**Your task:** In the entries below, find the line with "Every instance of the man in" and the line with "Every instance of the wrinkled"; give again those lines and every line between them, exactly.

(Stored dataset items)
+===+

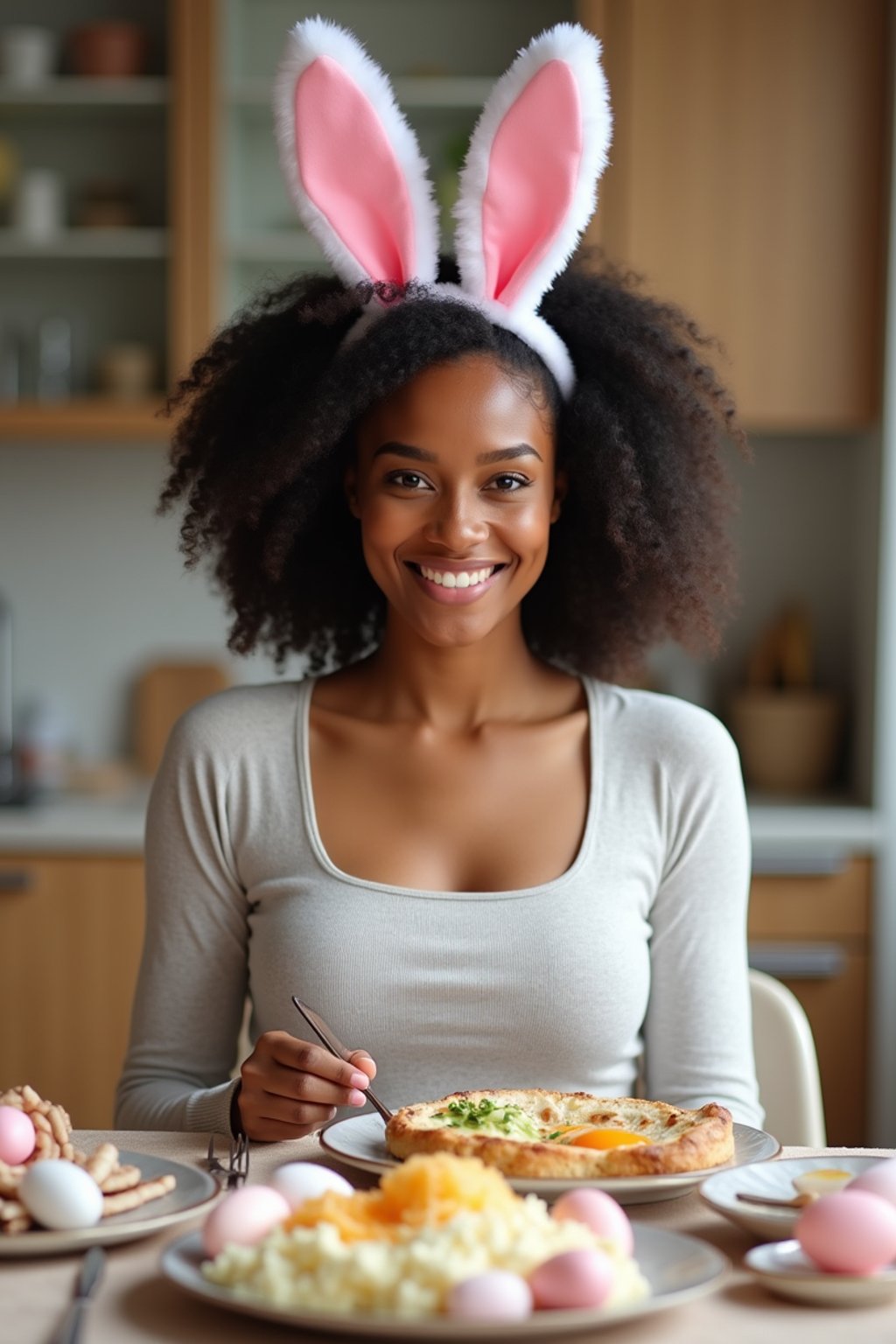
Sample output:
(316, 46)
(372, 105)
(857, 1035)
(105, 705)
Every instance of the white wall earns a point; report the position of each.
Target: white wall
(97, 584)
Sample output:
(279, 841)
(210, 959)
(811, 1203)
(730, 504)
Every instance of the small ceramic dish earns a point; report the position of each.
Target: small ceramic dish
(774, 1180)
(785, 1269)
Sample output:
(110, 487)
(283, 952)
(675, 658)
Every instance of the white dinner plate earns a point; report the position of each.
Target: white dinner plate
(785, 1269)
(359, 1141)
(193, 1191)
(774, 1180)
(677, 1268)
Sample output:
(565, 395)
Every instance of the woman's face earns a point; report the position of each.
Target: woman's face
(456, 491)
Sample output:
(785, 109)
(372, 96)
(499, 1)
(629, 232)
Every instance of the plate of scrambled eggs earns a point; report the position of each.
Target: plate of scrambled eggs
(396, 1261)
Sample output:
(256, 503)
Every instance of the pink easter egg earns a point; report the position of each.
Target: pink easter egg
(574, 1278)
(850, 1231)
(598, 1211)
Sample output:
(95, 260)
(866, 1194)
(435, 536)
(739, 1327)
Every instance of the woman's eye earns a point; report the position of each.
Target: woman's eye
(508, 481)
(407, 480)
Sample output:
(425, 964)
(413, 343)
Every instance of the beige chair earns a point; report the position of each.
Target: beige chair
(786, 1065)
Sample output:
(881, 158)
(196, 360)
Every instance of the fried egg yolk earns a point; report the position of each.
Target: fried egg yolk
(587, 1136)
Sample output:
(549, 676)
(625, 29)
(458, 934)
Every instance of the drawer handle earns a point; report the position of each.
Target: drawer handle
(801, 863)
(798, 960)
(15, 879)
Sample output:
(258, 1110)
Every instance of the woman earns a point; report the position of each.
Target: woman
(477, 857)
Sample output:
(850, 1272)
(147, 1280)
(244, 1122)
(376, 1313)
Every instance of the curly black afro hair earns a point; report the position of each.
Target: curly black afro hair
(265, 431)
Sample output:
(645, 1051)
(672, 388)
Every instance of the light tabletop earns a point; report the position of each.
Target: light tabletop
(136, 1303)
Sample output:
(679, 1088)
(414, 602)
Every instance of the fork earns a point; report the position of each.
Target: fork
(336, 1047)
(236, 1170)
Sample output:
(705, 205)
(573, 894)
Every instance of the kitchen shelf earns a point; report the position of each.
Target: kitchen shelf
(80, 92)
(92, 243)
(290, 245)
(411, 92)
(87, 418)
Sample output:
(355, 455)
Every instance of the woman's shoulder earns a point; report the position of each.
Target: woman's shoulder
(665, 724)
(253, 712)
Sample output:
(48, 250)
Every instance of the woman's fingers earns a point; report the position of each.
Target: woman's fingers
(363, 1060)
(290, 1086)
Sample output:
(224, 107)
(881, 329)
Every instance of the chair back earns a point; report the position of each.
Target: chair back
(786, 1065)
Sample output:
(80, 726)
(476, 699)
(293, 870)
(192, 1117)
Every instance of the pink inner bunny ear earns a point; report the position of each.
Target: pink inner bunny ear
(349, 171)
(532, 176)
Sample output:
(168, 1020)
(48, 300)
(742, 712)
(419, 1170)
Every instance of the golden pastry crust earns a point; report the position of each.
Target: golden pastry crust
(677, 1140)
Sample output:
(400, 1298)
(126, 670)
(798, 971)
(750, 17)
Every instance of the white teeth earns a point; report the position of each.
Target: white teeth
(465, 578)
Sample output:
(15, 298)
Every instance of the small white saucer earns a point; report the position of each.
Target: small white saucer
(774, 1180)
(785, 1269)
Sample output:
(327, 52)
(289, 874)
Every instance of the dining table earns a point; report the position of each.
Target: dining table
(136, 1303)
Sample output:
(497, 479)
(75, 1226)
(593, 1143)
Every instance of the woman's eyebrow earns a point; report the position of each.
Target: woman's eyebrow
(421, 454)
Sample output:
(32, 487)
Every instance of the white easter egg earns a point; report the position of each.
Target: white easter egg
(60, 1195)
(298, 1181)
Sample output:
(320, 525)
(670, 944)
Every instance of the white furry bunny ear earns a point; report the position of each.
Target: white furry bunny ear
(351, 160)
(528, 186)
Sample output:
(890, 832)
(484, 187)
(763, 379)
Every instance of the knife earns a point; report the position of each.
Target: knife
(89, 1276)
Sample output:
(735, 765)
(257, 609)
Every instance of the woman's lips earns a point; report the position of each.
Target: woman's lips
(456, 596)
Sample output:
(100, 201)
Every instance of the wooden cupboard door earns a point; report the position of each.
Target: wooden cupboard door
(72, 934)
(746, 185)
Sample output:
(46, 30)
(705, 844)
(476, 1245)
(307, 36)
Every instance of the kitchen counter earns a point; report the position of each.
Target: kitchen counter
(77, 824)
(786, 836)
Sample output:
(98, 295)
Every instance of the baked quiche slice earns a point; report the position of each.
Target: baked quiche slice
(549, 1135)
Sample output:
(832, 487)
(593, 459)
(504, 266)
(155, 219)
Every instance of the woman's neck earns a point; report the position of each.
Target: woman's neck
(461, 687)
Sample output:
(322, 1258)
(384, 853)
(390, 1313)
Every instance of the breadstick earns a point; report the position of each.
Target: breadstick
(10, 1178)
(102, 1163)
(124, 1178)
(58, 1124)
(138, 1195)
(45, 1146)
(32, 1100)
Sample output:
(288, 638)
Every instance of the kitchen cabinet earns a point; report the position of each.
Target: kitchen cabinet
(747, 185)
(144, 283)
(813, 933)
(72, 935)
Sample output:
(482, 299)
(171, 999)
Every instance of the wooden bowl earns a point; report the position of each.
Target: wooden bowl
(788, 739)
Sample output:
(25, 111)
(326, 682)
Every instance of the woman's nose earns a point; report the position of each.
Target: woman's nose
(457, 522)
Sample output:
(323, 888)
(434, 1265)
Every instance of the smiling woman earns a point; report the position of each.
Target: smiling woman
(472, 495)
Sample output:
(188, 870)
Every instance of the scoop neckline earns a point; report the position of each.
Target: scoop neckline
(304, 769)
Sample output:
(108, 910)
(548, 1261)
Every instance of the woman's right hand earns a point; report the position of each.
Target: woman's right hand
(290, 1088)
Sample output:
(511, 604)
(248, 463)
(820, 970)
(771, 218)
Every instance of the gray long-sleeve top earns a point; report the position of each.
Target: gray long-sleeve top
(637, 952)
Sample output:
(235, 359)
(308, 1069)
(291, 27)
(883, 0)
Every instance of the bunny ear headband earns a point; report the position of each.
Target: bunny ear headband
(527, 190)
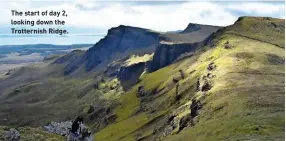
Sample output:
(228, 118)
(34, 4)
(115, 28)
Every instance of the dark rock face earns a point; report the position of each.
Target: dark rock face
(128, 75)
(166, 53)
(192, 27)
(119, 40)
(141, 91)
(72, 61)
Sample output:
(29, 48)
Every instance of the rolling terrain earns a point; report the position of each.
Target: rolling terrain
(138, 84)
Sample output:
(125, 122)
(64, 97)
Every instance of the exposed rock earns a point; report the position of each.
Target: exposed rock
(204, 83)
(195, 106)
(11, 135)
(167, 52)
(211, 66)
(63, 129)
(9, 72)
(72, 61)
(227, 46)
(118, 40)
(196, 27)
(141, 91)
(91, 109)
(207, 85)
(60, 128)
(129, 75)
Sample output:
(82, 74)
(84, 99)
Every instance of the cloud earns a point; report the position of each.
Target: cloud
(160, 15)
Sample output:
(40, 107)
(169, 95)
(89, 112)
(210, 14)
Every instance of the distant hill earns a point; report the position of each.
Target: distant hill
(137, 84)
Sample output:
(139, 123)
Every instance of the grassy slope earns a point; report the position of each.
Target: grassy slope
(32, 134)
(246, 102)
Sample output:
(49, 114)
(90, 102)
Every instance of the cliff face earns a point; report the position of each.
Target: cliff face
(199, 27)
(118, 41)
(167, 52)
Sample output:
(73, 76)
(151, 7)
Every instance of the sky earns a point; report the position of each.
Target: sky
(89, 20)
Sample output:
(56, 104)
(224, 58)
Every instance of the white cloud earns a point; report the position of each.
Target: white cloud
(161, 17)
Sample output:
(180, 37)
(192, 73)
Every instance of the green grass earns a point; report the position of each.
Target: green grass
(32, 134)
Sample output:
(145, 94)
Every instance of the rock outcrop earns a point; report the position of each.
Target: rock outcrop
(11, 135)
(167, 52)
(118, 41)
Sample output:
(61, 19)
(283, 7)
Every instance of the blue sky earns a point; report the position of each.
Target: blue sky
(94, 18)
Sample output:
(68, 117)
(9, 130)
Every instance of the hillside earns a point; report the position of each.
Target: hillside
(138, 84)
(231, 91)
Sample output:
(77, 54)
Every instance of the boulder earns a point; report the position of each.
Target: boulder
(12, 135)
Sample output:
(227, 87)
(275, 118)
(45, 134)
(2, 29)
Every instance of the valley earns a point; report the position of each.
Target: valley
(203, 83)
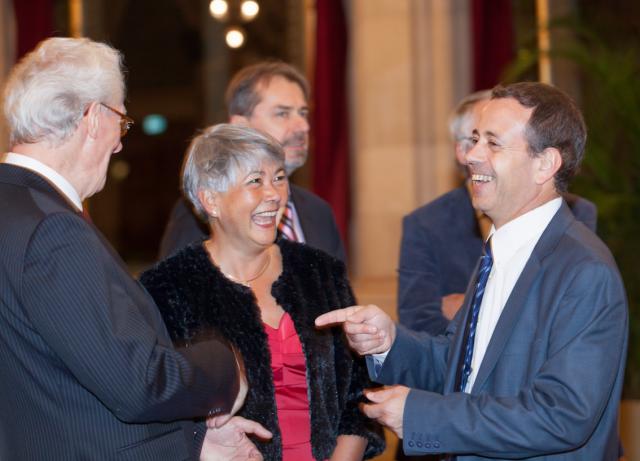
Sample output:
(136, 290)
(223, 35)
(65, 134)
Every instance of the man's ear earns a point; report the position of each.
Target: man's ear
(208, 200)
(549, 162)
(239, 120)
(92, 119)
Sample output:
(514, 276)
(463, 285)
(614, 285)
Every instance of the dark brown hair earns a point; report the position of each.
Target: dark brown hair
(242, 94)
(555, 122)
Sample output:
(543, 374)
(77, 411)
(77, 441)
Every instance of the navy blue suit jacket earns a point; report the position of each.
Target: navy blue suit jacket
(315, 215)
(549, 385)
(441, 244)
(88, 368)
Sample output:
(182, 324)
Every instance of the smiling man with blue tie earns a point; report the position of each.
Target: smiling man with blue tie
(532, 366)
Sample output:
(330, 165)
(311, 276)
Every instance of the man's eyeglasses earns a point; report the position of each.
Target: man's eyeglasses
(125, 121)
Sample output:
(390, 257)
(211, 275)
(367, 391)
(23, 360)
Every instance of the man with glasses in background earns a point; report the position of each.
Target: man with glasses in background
(270, 97)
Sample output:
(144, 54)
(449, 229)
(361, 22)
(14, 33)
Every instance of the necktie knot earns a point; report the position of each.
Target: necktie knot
(286, 226)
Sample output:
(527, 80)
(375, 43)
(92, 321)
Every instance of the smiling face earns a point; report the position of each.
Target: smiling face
(283, 113)
(248, 213)
(506, 180)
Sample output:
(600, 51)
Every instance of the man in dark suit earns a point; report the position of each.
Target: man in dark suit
(532, 365)
(442, 240)
(88, 370)
(270, 97)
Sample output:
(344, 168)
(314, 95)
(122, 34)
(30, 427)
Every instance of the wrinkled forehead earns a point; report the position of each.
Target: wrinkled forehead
(503, 116)
(278, 90)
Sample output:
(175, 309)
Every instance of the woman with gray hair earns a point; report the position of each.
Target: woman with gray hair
(263, 295)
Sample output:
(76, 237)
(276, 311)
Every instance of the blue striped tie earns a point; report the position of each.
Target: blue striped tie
(486, 262)
(286, 226)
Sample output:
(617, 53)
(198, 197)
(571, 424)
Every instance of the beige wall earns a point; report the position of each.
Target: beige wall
(7, 56)
(409, 66)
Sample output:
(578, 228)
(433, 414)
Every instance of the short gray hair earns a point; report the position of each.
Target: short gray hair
(49, 90)
(462, 113)
(216, 157)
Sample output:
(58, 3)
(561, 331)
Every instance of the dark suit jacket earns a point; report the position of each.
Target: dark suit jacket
(549, 384)
(315, 215)
(441, 244)
(88, 369)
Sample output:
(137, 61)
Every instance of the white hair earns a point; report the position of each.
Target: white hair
(216, 157)
(49, 90)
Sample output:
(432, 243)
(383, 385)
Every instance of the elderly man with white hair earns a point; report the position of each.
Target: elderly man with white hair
(89, 371)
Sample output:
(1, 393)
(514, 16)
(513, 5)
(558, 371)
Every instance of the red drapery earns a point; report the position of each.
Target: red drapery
(331, 112)
(34, 22)
(493, 41)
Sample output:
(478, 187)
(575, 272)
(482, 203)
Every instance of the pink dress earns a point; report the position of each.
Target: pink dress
(289, 377)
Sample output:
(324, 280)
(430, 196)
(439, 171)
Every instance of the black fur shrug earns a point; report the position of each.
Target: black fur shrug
(193, 295)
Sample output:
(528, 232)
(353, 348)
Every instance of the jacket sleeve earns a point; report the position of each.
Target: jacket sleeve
(100, 325)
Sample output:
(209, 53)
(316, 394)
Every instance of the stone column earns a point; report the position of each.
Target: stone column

+===+

**Reply to the task:**
Every instance of the man in dark suit earns a point; report the position of each.
Target: man in dark suit
(532, 365)
(442, 240)
(88, 370)
(270, 97)
Sample output:
(344, 168)
(314, 95)
(122, 34)
(30, 427)
Every instance of the wrinkled forehead earns a point; report the position of each.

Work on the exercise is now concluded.